[BEGIN Given entries]

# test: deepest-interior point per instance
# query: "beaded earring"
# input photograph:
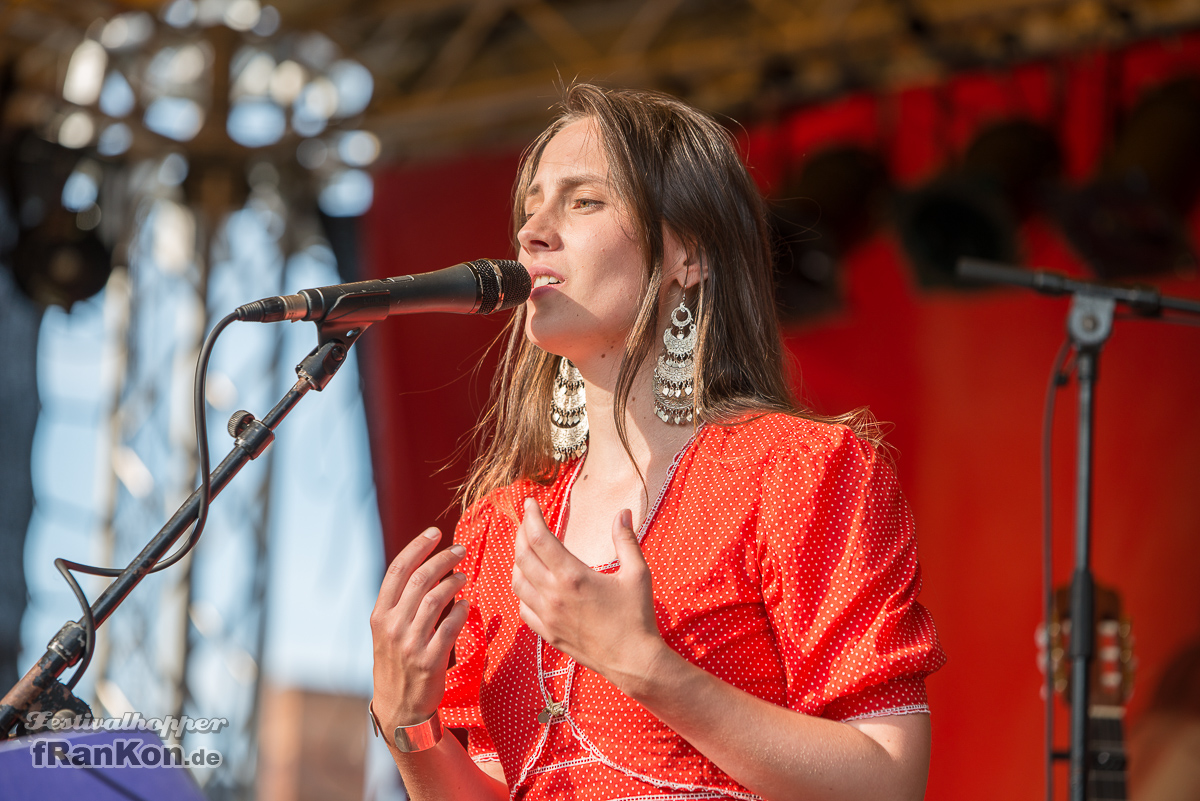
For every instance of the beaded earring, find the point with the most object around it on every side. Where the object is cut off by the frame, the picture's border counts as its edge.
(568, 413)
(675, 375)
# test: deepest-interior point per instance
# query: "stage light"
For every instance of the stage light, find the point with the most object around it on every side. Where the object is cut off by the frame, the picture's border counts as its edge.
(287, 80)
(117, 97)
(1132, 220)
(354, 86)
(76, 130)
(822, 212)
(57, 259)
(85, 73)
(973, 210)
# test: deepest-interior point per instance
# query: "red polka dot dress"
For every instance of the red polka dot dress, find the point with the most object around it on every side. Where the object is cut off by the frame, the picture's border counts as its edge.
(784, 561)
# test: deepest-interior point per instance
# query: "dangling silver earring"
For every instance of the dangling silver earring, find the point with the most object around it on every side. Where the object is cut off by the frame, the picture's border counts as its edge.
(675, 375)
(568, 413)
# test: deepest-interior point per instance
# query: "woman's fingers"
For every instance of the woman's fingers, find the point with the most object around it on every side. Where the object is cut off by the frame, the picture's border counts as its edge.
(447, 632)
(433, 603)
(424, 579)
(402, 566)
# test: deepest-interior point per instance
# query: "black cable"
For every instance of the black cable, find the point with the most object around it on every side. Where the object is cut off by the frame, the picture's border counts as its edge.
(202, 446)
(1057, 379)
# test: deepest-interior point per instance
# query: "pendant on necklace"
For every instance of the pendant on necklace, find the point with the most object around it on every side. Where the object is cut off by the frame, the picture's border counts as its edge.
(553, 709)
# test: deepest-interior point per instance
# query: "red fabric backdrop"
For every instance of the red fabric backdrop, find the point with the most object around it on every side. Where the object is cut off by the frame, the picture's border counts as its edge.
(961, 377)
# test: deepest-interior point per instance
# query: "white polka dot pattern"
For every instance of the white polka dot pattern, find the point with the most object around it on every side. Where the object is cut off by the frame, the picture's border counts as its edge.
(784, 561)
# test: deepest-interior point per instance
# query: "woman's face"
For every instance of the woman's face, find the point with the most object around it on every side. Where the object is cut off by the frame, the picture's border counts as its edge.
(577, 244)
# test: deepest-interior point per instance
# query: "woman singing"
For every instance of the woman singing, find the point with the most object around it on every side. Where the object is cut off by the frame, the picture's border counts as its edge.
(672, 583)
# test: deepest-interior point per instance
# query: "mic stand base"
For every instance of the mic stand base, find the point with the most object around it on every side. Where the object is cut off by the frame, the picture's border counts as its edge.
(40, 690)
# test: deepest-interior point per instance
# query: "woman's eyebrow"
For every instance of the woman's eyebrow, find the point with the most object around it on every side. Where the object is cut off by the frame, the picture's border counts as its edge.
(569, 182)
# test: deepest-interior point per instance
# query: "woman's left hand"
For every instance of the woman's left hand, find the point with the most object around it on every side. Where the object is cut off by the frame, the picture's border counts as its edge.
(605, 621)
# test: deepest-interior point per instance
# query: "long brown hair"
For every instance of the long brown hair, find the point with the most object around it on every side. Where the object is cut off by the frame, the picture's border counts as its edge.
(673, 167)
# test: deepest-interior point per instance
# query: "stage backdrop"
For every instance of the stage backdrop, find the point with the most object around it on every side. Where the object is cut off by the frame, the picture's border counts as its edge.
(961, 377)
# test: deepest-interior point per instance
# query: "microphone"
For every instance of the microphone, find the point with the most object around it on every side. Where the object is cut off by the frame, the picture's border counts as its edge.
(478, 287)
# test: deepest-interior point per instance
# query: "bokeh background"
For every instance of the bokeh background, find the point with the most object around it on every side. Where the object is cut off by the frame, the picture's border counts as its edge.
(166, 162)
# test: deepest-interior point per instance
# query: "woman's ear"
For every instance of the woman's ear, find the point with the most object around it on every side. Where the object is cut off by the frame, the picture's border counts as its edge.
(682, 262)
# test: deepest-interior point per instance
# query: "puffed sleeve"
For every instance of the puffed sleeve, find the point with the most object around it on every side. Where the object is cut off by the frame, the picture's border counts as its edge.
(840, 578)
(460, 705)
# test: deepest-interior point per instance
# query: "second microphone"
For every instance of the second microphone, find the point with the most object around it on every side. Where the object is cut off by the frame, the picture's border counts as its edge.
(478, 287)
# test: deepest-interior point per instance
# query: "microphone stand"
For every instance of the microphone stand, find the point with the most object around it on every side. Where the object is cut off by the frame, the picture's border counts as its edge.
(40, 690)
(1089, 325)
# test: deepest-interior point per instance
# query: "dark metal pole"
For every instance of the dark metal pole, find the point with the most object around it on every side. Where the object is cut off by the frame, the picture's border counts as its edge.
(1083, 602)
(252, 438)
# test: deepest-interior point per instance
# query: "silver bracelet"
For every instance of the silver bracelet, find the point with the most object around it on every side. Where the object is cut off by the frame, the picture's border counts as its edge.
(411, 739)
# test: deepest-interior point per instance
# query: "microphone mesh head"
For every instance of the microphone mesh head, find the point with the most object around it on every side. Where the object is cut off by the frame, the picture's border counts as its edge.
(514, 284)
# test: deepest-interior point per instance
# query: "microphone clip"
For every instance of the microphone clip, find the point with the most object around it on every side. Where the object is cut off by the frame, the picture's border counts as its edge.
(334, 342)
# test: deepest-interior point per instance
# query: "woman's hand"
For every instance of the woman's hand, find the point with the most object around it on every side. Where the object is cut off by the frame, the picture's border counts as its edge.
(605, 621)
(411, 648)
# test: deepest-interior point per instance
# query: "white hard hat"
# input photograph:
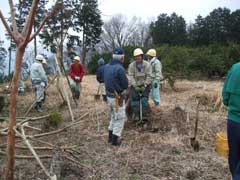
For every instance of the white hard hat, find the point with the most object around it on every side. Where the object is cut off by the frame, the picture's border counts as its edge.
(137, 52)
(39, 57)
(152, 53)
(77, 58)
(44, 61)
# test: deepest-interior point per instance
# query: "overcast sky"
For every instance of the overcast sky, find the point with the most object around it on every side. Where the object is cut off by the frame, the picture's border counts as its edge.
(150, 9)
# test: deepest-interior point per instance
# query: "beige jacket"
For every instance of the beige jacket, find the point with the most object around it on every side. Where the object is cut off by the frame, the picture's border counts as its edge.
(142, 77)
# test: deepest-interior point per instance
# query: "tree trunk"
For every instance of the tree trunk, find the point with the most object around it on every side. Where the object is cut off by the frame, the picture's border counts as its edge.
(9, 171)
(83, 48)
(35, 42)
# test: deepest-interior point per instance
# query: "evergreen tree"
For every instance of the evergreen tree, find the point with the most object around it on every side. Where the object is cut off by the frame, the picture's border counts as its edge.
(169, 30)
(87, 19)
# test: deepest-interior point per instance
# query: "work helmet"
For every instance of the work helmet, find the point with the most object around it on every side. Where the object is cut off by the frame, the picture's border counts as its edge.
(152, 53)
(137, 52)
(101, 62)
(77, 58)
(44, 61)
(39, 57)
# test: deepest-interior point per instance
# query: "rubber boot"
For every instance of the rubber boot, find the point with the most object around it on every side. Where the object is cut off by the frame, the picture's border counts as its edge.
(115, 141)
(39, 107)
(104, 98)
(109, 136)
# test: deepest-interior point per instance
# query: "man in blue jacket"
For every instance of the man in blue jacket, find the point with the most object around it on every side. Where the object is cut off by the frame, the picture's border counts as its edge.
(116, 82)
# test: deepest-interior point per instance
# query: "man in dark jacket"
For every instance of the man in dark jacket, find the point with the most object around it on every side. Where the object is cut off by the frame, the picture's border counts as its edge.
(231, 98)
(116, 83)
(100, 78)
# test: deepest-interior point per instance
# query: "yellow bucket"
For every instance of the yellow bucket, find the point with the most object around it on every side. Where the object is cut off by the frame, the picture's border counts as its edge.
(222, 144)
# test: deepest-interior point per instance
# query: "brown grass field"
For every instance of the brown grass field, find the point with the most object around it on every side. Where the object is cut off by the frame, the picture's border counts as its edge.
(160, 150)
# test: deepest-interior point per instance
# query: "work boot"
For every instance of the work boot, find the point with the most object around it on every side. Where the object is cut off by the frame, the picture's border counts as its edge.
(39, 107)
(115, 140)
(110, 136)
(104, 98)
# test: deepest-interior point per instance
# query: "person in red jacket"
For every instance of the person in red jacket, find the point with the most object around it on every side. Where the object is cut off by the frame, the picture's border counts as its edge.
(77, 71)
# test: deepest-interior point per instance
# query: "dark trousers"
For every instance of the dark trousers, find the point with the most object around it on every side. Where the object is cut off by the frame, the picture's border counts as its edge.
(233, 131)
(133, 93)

[END Given entries]

What to work on: Copy out every line of the material above that contains the string "bracelet".

Answer in full:
# query: "silver bracelet"
For every instance of the silver bracelet, find the point with the most object around it on every side. Where the object is cut off by the frame, the picture's border counts as its edge.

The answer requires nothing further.